**Task details:** Provide a verbatim copy of the data below.

**Excerpts from a dataset:**
--*--
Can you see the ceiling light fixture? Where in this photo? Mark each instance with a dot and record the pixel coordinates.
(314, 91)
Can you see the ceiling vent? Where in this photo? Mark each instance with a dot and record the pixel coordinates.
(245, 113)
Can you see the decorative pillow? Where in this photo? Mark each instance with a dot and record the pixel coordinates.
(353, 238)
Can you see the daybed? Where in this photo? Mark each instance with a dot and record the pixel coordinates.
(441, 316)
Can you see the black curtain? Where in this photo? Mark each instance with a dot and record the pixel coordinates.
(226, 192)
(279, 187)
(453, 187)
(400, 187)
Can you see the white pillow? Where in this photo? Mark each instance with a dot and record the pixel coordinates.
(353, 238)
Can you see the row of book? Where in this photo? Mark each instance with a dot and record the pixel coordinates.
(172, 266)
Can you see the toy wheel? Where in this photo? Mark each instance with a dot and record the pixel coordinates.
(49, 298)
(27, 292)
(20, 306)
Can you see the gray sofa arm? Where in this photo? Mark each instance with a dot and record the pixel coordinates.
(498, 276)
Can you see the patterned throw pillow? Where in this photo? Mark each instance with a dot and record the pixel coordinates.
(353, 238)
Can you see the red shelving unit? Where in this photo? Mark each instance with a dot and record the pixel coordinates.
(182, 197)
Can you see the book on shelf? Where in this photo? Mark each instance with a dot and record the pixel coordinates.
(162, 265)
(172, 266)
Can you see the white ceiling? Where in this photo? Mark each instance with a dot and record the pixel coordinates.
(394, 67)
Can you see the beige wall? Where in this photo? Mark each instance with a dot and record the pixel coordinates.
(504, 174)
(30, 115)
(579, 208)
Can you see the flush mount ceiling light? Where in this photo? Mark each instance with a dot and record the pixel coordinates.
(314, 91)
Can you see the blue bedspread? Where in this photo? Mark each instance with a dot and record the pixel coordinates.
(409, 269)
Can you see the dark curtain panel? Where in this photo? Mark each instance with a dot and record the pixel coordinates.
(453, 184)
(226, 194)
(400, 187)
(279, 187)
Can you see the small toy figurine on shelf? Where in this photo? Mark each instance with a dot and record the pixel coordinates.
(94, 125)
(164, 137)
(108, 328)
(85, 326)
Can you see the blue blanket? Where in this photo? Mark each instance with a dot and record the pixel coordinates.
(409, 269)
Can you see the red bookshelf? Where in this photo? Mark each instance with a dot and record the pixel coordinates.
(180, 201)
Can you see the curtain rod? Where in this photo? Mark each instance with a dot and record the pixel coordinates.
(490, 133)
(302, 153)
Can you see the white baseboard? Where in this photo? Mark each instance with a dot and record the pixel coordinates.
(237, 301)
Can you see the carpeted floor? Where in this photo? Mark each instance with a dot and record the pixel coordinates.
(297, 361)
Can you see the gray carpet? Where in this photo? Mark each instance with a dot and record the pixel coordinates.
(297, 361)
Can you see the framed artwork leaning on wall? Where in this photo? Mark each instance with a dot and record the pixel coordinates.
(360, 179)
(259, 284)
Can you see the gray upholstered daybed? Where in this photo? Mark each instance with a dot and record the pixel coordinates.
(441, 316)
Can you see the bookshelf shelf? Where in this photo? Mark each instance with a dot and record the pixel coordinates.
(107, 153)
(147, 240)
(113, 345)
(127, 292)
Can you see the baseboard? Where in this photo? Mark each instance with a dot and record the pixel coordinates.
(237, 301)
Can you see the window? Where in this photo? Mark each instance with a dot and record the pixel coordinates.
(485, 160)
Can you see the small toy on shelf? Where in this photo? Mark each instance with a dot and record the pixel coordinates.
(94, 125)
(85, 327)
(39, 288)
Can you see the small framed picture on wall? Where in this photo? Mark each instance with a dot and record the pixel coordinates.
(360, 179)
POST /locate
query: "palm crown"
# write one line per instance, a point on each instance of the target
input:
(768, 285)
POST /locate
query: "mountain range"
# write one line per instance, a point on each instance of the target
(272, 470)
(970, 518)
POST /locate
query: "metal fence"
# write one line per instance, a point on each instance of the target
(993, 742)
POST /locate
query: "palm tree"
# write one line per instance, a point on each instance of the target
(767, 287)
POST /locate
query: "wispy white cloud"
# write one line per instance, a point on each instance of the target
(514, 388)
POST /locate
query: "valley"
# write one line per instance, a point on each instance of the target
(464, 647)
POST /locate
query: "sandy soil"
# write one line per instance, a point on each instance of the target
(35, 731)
--*--
**Answer area:**
Can you see the ceiling light fixture? Where in this photo? Mark each instance with a dot and record the pixel coordinates.
(314, 91)
Can you see the ceiling vent? Where in this photo? Mark each instance with a dot and record the pixel coordinates.
(245, 113)
Can you see the decorative pillow? Where in this photo? Mark each instance with a dot and record the pixel coordinates.
(353, 238)
Can you see the daybed? Where in this photo? Mark each instance with a dot and record the pixel coordinates.
(441, 316)
Can you see the black curtain? Where in this photo? Mark each instance with a dot and record the pixel coordinates.
(226, 192)
(279, 187)
(453, 187)
(400, 187)
Can you see the white pillow? Where in this photo? Mark each instance with a dot and record the pixel coordinates.
(353, 238)
Can you see the row of book? Where in this photo? Mark each instance with a dot and record the pixel coordinates.
(172, 266)
Can you see the toy wheel? Where in this photo? Mark each instance with a dot and record the pixel coordinates.
(49, 298)
(27, 292)
(20, 306)
Can you see the gray sofa arm? Where in this photo? Mark each instance with a dot and record the pixel coordinates.
(498, 276)
Can you see the patterned throw pillow? Where in this photo? Mark each instance with a dot and record the pixel coordinates.
(353, 238)
Can you see the red shelving unit? Where in this photo? Mark each instance with a dot and record the pixel coordinates.
(182, 197)
Can you see the book on shelf? Where in this photo? Mark each instance with a dot and record the pixel coordinates.
(162, 265)
(172, 266)
Can you see the white ceiling? Where in this photo? Mark each instance with a dot and record the pixel coordinates.
(394, 67)
Can you see the beige wall? Where in this photo? Mark each instance with a dot and record the pixel coordinates.
(504, 174)
(30, 115)
(579, 208)
Can you see the flush mount ceiling light? Where in this photo? Mark each instance with a dot and record the pixel coordinates.
(314, 91)
Can you see the blue bedspread? Where in this photo? Mark each instance with a dot and record the pixel coordinates.
(409, 269)
Can you see the dark curtain panel? Where in this photo? Mark each instance with a dot and record the pixel coordinates.
(453, 184)
(226, 194)
(400, 187)
(279, 187)
Can you see the small toy figurine on shelf? Where in this photo? Mark each instance with a dot and record the pixel coordinates.
(94, 125)
(164, 137)
(108, 328)
(85, 326)
Can you see the blue blanket? Where in this photo? Mark each instance with a dot and record the pixel coordinates.
(409, 269)
Can you see the red bookshelf? Where in this photo? Mark each instance with a dot and record the pixel coordinates.
(180, 201)
Can you see the curtain rod? Where in this photo? Mark each instance with a dot and record the pixel coordinates.
(490, 133)
(302, 153)
Can you see the white baseboard? Where in this photo? Mark each instance with a dot and record the pixel coordinates.
(237, 301)
Can you see the carpeted floor? Where in this photo? Mark each instance with a dot and record the pixel coordinates.
(297, 361)
Can you see the gray carpet? Where in this photo? Mark each instance with a dot and record the pixel coordinates.
(297, 361)
Can you see the framed artwork leaning on wall? Where in this photo? Mark each instance with a dot and record the pixel coordinates.
(360, 179)
(259, 284)
Can you see the gray upholstered daybed? Where in this photo? Mark each instance with a dot and record the pixel coordinates.
(441, 316)
Can you see the bookshelf shelf? Where in this photo? Mark each instance with a dot and record the pixel coordinates.
(107, 153)
(147, 240)
(113, 345)
(127, 292)
Can you see the baseboard? Where in this photo? Mark each instance with a dot and record the pixel coordinates.
(237, 301)
Can you see the window? Where in this photo? Mark each instance with a dot and record the pixel coordinates.
(485, 160)
Can you see the small toy on shelf? Where in this photo? Mark each instance with a dot and record the pixel coordinates.
(94, 125)
(85, 327)
(39, 288)
Can you see the small framed picture on wall? Where in this photo? Mark each instance with a dot and record the pixel coordinates.
(360, 179)
POST /locate
query: "palm crown"
# write one line per instance, a point on each instance of the target
input:
(768, 285)
POST /locate
query: "mountain range"
# write one line per instance, a point on each instance of the target
(272, 470)
(970, 518)
POST /locate
query: "metal fence"
# write one line per instance, a point on each instance of the target
(993, 742)
POST /locate
query: "palm tree"
# write one line per instance, a point on each instance of the target
(767, 287)
POST /locate
query: "wispy white cloud"
# write one line per instance, a point on each instance of the target
(514, 388)
POST /locate
query: "valley"
# write one line per instance, a point on each instance of the target
(464, 647)
POST /locate
query: "sandy soil"
# write one line per instance, a point on each instance of the target
(35, 731)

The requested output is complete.